Passage provided –

:::

Jerry had already published the first issue of his comics fanzine Comics Commentary before we’d met, and was in the midst of assembling the very first Complete Marvel Index, prior to the more famous version done by George Olshevsky, and he’d enlisted me as artist on both projects.  We became regular attendees of the Chicago cons, which moved to local fan Joe Sarno's basement, then the downtown YMCA, then the Pick-Congress Hotel, missing perhaps one monthly meeting in the next fifteen years (and that was because Jerry's car broke down on the way there).  Jerry went to New York that summer of '70 for the Phil Seuling convention, bringing home tales of having visited the offices of DC Comics and having had an audience with no less than Dick Giordano.  We pumped out several more issues of Comics Commentary over the next year, and we became good enough friends that we planned to attend the next convention together.  This time, we'd drive.  Taking two days to get there and two to get back (so we could visit Niagara Falls and Cap'n George Henderson's comic shop in Toronto).  In Jerry's 1968 Mustang.  Which we slept in.  And since, at 6' 2" vs. 5' 11 3/4" I was shorter, I got the front seat--or rather seats--bucket seats.  You can withstand a lot of pain when you're nineteen.  The next year, we took my car instead, a full-size 1967 Chevy Caprice with bench seats, so the two nights we slept in it were a bit more comfortable.  But we pulled a trailer behind it because we gave away 2000 copies of our recently launched weekly comic-strip reprint magazine, the Menomonee Falls Gazette #30 to the attendees of the convention.  If we picked up 100 new subscriptions, we ate up all the profits and then some when we had to pay for two parking spaces in a New York City parking structure for five days.

The Phil Seuling-run New York conventions are blurry in my memory, and I may not remember the proper hotels for each year, but I seem to recall that the '71 hotel was the Hilton, which was torn down by '73 or '74.  Another later one was the Commodore, and there was another one which I found hideous, with five or six dealer rooms spread out all over the place.  Of course I've still got the programs and I could look all this up, but even I'm bored by the subject, and I was there.  Suffice it to say I met dozens of important people, some of whom actually remembered me later, and I was overwhelmed by the idea that we could walk around and actually meet the people who made the comics I'd loved most of my life.  I was skinny, with a scraggly beard and long hair (a friend of mine sent me a picture from the one of the NY cons which, I swear, makes me look like a dead ringer for Shaggy from Scooby-Doo), and you couldn't imagine a person who was shyer than I was.  (Least favorite memory: I was ready to meet my favorite artist, Murphy Anderson.  Jerry says, loud enough for Murphy to hear, "Hey Tief--look!  It's your favorite artist, Murphy Anderson!  Go tell him!"  I took a right turn--and didn't meet my hero until 1994.)  I had brought my "portfolio" (i.e. several pieces of art I'd done) and had visions of impressing someone and getting a job in comics.  After seeing actual art by actual comics artists displayed on many tables, not only could I no longer envision that happening, I couldn't bring myself to show them to anyone.  The closest thing I was able to do was to put a four-page story I did for Comics Commentary in the art show, where some people actually said some kind things.  Jerry, though, didn't think that was enough, and (certainly without my encouragement) he showed the printed version to Dick Giordano, whom he ambushed while he was walking through the dealers room.  Understand that the story was comprised of my layouts combined with generous Neal Adams swipes.  Dick, Neal's inker, was perhaps the worst person to show it to.  To his credit, though he was well aware of that, he did offer words of encouragement, though I was too humiliated to hear them.

:::

Record extracts –

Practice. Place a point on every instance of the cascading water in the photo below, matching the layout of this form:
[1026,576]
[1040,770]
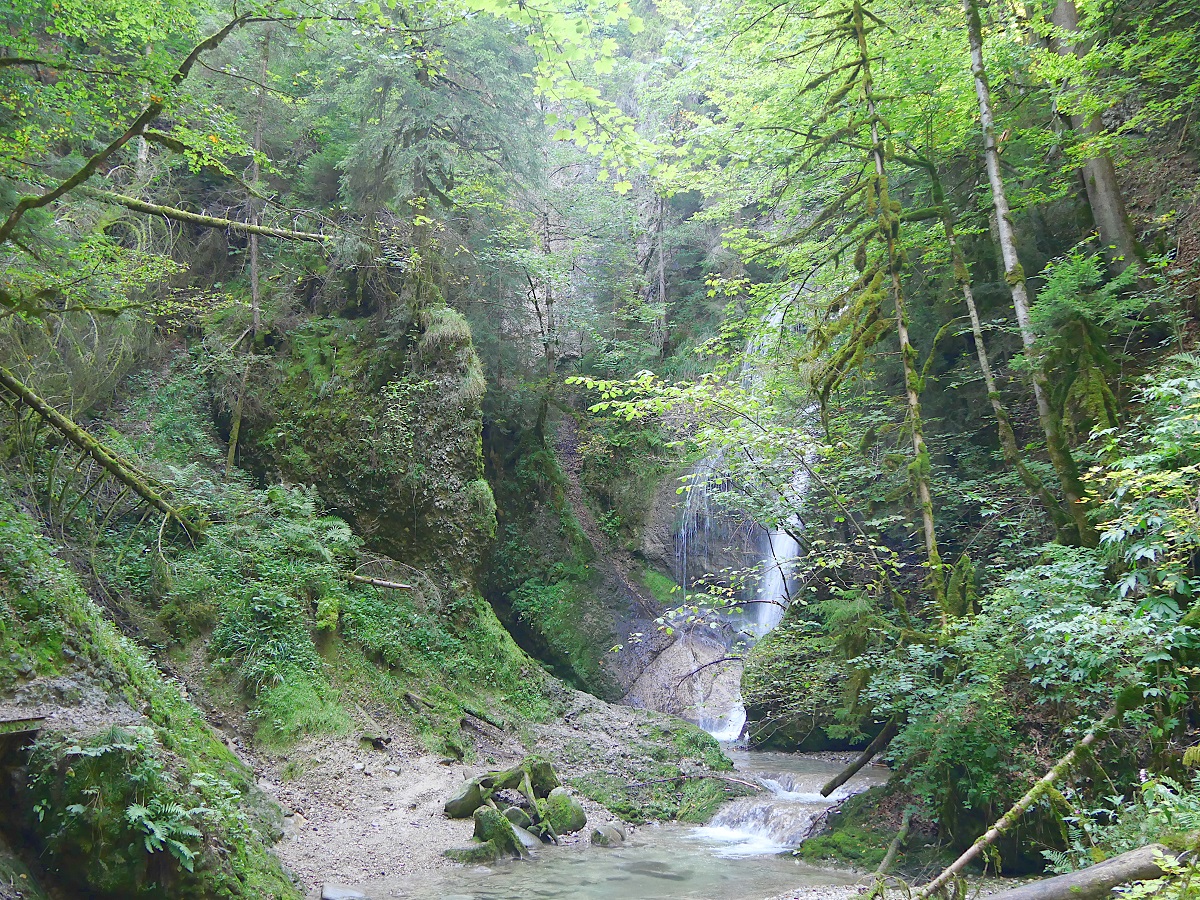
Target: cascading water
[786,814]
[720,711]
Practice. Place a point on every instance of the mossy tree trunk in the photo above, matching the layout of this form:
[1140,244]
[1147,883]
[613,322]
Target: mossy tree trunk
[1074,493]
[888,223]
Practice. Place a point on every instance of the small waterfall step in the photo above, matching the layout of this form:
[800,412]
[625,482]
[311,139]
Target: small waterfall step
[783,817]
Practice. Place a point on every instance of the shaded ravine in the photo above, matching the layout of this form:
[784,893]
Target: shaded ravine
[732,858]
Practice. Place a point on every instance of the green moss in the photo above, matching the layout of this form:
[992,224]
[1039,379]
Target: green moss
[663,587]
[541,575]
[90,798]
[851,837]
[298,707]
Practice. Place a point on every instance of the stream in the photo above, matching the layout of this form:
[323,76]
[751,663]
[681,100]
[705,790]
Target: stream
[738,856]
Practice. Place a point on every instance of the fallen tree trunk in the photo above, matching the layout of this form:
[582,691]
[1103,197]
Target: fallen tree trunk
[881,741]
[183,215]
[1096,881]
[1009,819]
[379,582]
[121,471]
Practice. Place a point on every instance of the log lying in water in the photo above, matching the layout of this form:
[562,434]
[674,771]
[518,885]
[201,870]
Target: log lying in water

:::

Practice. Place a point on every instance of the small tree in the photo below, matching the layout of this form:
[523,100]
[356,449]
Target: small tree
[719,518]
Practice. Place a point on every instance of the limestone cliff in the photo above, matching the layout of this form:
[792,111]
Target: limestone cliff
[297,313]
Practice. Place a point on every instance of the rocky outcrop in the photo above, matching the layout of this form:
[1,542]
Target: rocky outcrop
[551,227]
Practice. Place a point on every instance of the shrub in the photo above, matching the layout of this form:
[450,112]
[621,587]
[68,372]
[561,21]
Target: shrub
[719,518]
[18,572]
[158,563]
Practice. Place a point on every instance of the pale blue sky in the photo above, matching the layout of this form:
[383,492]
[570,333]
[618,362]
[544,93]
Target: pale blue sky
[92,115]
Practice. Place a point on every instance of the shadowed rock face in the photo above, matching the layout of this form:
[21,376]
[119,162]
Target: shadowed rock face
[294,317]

:::

What this exercise asks –
a: From the convention memoir, list the places the Chicago cons were held, in the order the text gives them.
b: Answer these questions from the convention memoir, one per line:
(i) How many copies of which issue of the Menomonee Falls Gazette were given away at the convention?
(ii) Which hotel does the writer recall for the '71 New York convention?
(iii) In what year did the writer finally meet Murphy Anderson?

Task results –
a: Joe Sarno's basement, the downtown YMCA, the Pick-Congress Hotel

b:
(i) 2000 copies of #30
(ii) The Hilton
(iii) 1994